▸ Problem set:
1. Copy the passage from the interview about The Quiet word for word, starting at "EC: Oh God, yeah." and ending at "that to you.".
2. Pick up the interview with Elisha Cuthbert about The Quiet from its last line and continue it.
-- START OF Source excerpt --
Groucho: How did you become involved with The Quiet and what led you to sign on as producer as well as star?

Elisha Cuthbert: Well, I sort of had gotten the script pretty, pretty early on in the process, and we weren't sure if it was going to get made or not. And I just felt so strongly about the movie and liked the idea of it and the topic and sort of the style of the film, and then sat down with Jamie, the director, and talked with her and just thought, "You know, she's the perfect person to make this film," and I figured, "How are we gonna get this made?" and "How can we get as much money as possible?" And I signed on as an associate producer, and sort of was in on the casting process and sort of the creation of the film and the development of the film. And then just went on and acted, and then it was out, you know? So it was really great. And, that's sort of how it all kind of came about.

G: So you didn't have to worry on a day-to-day basis about your producer hat?

EC: Right. But at the same time I was very involved in making sure that wardrobe was done correctly. I mean, we had an actress on our movie—Katy Mixon who plays Michelle, my friend in the film—her first film. And I wanted to make sure—I kind of had this, subconsciously, motherly type "Okay, is everyone okay? Is everything going smoothly? And we'll talk to Jamie and just sort of—" Yeah, always staying aware of those sort of things which were really important to me.

G: As an experienced actress, you knew what you needed out of a producer so you could be that conduit, I guess.

EC: Exactly. And you know, when you're shooting a movie like this—it's for a little bit of a smaller budget than most, things happen and you have to sort of expect them and be prepared for them and had to let the other actors know about it and go, "This is kind of the way it's going to be" and "Are you comfortable?" and "How's it going?" and sort of just do that. And that was pretty much the extent of my job onset. But before that, trying to get it made, and putting my name attached to it, and being helpful in the casting process.

G: The last time I saw you, you were actually doing the rounds with Joel Silver for House of Wax

EC: Oh God, yeah. Which is like a whole other thing. Right.

G: He's quite a character. I was curious if you had sort of learned any "do"s or "don't"s from him about producing?

EC: Yeah, I feel lucky that I met Joel towards the later side of his career because I think he really sort of mellowed out. You hear all these stories—classic quintessential producing stories about Joel Silver—and really, I never once had a problem. And I actually was extremely impressed with him. When really intense things would go down, he really kept his cool. And obviously getting what he wants—he's tough. But you always get that phone call ten minutes later and him going, "Is everything okay?" He actually taught me a lot. And I'm very impressed with him. I really like him a lot.

G: He does seem to have learned the gift of mellow over the years.

EC: Yeah, I think he's toned down a lot. Kids'll do that to you.

G: At first, your role of Nina in The Quiet seems like kind of the opposite of a teen role model. First of all, did you enjoy playing the kind of cruel aspects of the character? You even burn a teddy bear in this movie.
-- END OF Source excerpt --
-- START OF Data entries --
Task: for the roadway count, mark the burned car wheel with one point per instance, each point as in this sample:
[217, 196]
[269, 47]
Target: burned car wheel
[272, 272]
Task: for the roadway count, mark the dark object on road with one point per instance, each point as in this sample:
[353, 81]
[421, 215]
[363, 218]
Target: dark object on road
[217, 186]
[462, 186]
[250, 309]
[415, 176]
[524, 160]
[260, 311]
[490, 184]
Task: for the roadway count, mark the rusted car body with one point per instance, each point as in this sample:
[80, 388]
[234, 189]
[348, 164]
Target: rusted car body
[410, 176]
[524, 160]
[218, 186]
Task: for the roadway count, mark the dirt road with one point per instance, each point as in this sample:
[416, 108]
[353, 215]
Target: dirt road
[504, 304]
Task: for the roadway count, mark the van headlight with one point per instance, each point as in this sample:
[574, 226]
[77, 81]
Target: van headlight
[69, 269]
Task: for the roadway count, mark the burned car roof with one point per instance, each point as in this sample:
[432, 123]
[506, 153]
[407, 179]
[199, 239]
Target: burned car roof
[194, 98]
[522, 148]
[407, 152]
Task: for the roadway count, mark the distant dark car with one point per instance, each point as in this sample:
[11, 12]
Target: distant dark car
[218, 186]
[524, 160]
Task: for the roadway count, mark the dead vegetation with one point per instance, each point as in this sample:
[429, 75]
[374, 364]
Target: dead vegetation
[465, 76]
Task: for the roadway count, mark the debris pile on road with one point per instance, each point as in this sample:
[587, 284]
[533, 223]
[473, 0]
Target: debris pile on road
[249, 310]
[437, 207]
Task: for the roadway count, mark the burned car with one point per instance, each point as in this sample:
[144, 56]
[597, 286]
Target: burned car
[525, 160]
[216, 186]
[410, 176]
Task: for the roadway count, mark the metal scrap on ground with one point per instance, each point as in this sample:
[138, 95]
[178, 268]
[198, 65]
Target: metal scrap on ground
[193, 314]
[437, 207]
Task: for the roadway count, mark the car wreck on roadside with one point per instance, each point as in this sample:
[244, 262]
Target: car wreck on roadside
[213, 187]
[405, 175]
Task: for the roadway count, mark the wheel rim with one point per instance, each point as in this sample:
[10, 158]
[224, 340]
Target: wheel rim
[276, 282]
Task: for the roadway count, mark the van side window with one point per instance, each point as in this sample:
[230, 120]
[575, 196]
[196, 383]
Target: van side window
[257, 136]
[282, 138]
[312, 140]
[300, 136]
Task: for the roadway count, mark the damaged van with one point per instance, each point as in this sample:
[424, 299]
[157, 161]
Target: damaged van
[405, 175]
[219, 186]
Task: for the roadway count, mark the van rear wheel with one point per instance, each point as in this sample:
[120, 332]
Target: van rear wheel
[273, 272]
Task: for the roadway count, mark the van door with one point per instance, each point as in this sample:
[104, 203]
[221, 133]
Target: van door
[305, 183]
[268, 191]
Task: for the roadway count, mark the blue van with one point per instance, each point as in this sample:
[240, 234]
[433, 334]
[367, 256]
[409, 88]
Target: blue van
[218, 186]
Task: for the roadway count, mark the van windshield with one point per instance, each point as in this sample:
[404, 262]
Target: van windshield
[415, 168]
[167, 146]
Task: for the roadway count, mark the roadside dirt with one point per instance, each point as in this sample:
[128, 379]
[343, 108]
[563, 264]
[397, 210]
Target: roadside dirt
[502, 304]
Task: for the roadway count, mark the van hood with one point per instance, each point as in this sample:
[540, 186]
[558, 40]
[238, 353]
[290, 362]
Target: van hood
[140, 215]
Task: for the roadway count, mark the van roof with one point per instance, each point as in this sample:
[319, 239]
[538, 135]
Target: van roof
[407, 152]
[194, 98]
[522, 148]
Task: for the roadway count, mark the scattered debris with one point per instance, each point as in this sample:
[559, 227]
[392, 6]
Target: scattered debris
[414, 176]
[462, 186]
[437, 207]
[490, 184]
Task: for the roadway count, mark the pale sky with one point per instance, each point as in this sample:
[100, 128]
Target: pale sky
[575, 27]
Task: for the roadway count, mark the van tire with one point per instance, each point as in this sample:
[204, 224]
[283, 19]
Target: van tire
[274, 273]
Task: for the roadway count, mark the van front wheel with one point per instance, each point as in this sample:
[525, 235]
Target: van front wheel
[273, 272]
-- END OF Data entries --
-- START OF Data entries --
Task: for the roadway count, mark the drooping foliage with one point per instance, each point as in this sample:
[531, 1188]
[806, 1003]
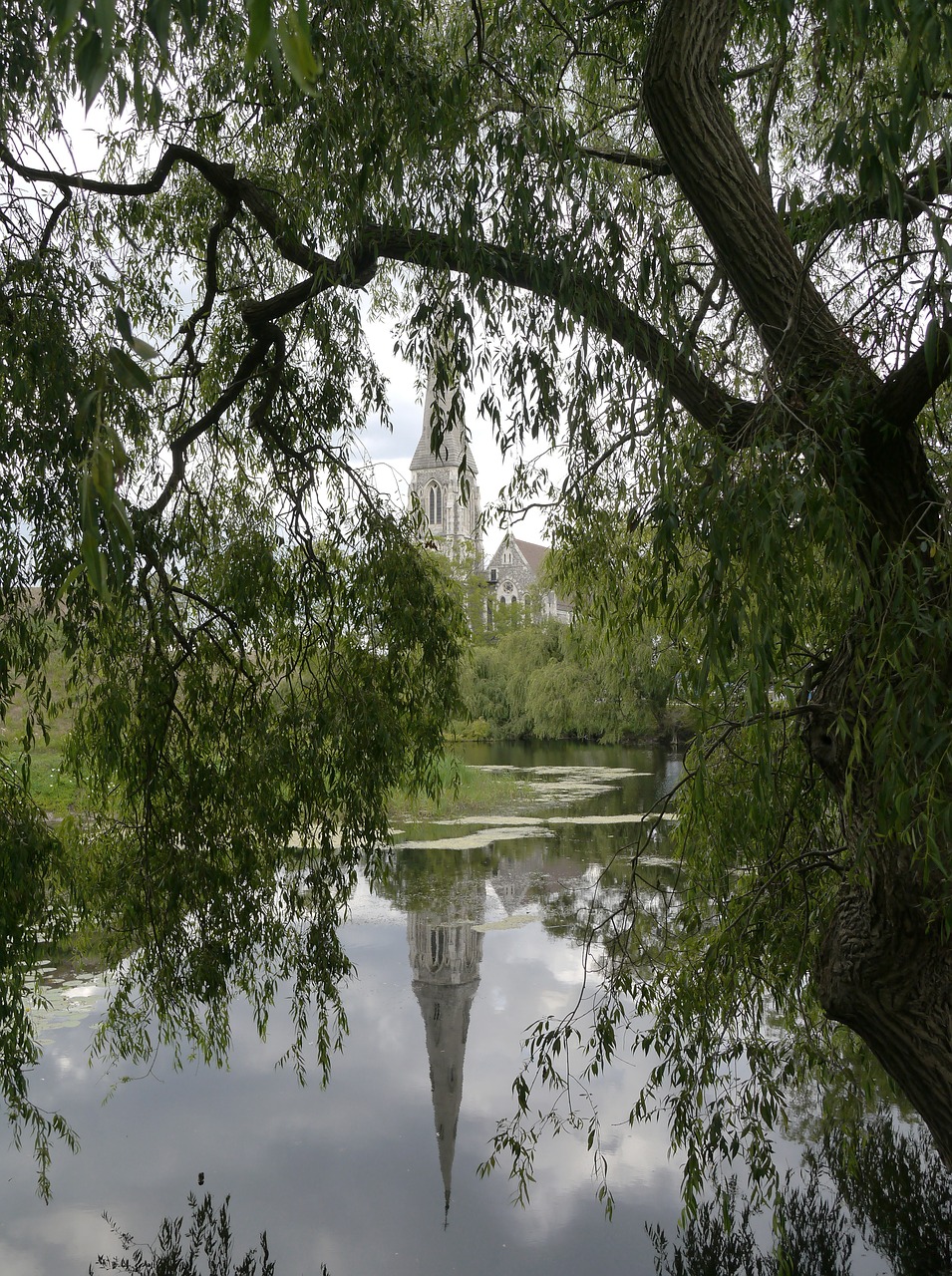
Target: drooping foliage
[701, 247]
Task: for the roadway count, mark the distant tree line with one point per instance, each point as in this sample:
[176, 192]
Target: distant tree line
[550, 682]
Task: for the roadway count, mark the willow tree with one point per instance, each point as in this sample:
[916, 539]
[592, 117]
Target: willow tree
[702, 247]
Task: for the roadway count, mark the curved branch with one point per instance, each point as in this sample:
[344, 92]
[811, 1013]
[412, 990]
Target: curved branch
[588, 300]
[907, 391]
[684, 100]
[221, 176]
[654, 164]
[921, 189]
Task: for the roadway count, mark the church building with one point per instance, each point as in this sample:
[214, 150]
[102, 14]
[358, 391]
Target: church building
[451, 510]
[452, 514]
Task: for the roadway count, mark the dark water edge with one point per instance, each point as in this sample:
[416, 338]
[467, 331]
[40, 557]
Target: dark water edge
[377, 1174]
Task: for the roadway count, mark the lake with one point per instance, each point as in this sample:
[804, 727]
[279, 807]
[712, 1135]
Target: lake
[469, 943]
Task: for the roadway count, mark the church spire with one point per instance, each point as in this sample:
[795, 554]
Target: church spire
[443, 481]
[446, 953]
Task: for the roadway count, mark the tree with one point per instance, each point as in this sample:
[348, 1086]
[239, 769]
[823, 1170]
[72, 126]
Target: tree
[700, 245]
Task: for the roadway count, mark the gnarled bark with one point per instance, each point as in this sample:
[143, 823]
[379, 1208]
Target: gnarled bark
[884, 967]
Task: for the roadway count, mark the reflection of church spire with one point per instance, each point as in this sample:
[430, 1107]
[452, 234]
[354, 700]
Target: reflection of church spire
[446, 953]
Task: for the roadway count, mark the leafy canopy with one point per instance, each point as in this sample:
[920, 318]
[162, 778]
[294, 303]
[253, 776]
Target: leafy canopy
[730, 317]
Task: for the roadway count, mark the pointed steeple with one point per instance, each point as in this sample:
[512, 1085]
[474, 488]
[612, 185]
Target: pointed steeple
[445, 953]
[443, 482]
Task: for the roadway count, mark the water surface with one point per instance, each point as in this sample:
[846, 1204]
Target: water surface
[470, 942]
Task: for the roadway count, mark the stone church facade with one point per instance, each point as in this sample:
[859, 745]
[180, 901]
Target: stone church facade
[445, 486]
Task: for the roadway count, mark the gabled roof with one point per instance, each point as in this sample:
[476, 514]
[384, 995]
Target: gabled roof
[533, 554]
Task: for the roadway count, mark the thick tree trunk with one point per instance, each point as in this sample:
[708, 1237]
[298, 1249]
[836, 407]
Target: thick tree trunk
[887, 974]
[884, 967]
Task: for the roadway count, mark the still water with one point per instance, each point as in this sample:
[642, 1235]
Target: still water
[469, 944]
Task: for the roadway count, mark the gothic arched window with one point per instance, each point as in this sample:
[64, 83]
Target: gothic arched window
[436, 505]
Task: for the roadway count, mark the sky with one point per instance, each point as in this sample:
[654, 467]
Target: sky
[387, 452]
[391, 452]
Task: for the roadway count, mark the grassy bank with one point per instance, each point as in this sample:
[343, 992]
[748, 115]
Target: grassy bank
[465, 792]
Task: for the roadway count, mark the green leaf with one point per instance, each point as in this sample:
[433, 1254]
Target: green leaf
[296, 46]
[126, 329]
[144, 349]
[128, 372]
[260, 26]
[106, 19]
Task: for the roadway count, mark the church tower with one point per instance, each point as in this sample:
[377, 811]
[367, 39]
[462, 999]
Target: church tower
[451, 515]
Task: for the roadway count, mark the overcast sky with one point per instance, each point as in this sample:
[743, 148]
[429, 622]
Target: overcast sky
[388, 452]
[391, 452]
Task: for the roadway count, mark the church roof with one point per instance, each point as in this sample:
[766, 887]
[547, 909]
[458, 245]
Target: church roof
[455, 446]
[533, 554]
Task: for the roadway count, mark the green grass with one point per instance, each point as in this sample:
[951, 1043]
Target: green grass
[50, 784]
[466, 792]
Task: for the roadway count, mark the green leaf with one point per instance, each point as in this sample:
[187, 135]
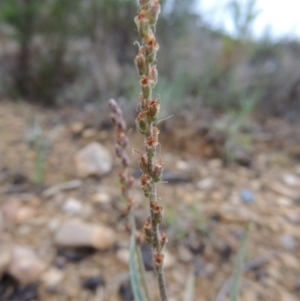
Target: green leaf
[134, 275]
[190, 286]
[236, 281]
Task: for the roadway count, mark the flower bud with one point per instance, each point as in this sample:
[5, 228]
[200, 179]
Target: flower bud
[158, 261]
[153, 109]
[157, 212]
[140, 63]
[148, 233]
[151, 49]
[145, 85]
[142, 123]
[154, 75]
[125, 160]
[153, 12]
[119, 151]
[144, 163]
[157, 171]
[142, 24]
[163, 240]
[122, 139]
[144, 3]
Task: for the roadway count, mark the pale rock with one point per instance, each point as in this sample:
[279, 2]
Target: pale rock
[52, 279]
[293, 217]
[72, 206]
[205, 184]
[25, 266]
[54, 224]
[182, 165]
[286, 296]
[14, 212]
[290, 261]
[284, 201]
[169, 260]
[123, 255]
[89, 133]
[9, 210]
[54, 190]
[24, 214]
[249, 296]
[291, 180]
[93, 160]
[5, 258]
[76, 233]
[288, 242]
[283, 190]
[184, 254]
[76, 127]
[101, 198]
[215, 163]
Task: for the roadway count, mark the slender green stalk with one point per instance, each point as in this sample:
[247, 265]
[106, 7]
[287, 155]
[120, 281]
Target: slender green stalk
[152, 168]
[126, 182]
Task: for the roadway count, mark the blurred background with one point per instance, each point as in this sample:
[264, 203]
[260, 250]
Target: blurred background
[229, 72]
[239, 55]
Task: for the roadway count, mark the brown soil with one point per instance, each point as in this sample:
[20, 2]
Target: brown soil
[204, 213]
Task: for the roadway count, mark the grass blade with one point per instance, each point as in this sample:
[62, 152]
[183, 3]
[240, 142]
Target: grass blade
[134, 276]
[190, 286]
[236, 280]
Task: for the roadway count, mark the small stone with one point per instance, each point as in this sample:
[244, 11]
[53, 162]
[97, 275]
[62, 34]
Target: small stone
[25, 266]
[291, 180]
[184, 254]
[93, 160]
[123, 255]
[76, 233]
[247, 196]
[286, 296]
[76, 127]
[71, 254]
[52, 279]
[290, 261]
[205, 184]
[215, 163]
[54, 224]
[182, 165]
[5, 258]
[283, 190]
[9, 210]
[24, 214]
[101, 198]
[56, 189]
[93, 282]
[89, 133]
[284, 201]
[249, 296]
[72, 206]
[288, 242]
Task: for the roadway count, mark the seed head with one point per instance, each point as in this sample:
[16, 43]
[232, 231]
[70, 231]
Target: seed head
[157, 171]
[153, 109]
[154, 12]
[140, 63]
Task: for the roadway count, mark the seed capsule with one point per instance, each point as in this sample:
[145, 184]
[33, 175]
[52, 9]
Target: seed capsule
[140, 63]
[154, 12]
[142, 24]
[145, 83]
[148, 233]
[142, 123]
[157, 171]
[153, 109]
-- END OF Data entries --
▸ Outputs for the tasks:
1.
EC: Oh God, yeah. Which is like a whole other thing. Right.

G: He's quite a character. I was curious if you had sort of learned any "do"s or "don't"s from him about producing?

EC: Yeah, I feel lucky that I met Joel towards the later side of his career because I think he really sort of mellowed out. You hear all these stories—classic quintessential producing stories about Joel Silver—and really, I never once had a problem. And I actually was extremely impressed with him. When really intense things would go down, he really kept his cool. And obviously getting what he wants—he's tough. But you always get that phone call ten minutes later and him going, "Is everything okay?" He actually taught me a lot. And I'm very impressed with him. I really like him a lot.

G: He does seem to have learned the gift of mellow over the years.

EC: Yeah, I think he's toned down a lot. Kids'll do that to you.

2.
EC: Yeah, it's pretty rough. No, she's going through a lot of things. And I think when she discovers everyone else's secrets, and she realizes that she's not the only one hurting around her, she doesn't know how to deal with it, you know? There's a lot of reasons why she does the things she does. And I think she's really trying to figure out Dot. And a lot of that is sort of stemmed through that negativity and the...brattiness. And that also comes with the whole seventeen-year-old aspect of it. I had to find ways to go, "Okay, how are we going to play seventeen?" I mean, at the time, I was twenty-two, twenty-three. And here I am playing a seventeen-year-old. Not just physically, but mentally getting into that place. It was really difficult. And I don't know if I could ever do it again. So I'm kind of proud that I have it. But, you know, trying to go there—because everything at seventeen is so important. And I could only imagine with going through what she's going through in the film—I mean, being sexually abused by her father is just heartbreaking.

G: Yeah. I noticed when I was watching the film that there were these touchstones that—in a subtle, sort of on-the-nose kind of way—were touching on a lot of teen issues is what I'm trying to say.

EC: Right. Right.

G: One being low self image and obviously that comes—

EC: I'm fat. I'm this. I'm ugly. My hair sucks. I'm fat, I'm ugly, my hair sucks—it's just this huge circle of not knowing your place or not being confident enough. And you understand where her reasonings come from.

G: Yeah. Well, the seeds come from her father—

EC: Right.

G: Always asking her how she looks.

EC: Exactly. But then there's situations where you're in high school, and you're discovering yourself and you're seeing other girls and you're seeing the magazines and you're seeing what is supposed to be normal. And it just—I think everyone can relate to this film... either bring you back to high school, [or] if you're in high school know what this movie is about.

G: She's redeemed in the film, Nina, by reaching out. First, abstractly there's that great scene where you plug your ears at the movies. And then, later on by dealing with Dot on an interpersonal level. How did you see the development of the growing understanding of Dot from Nina's point of view?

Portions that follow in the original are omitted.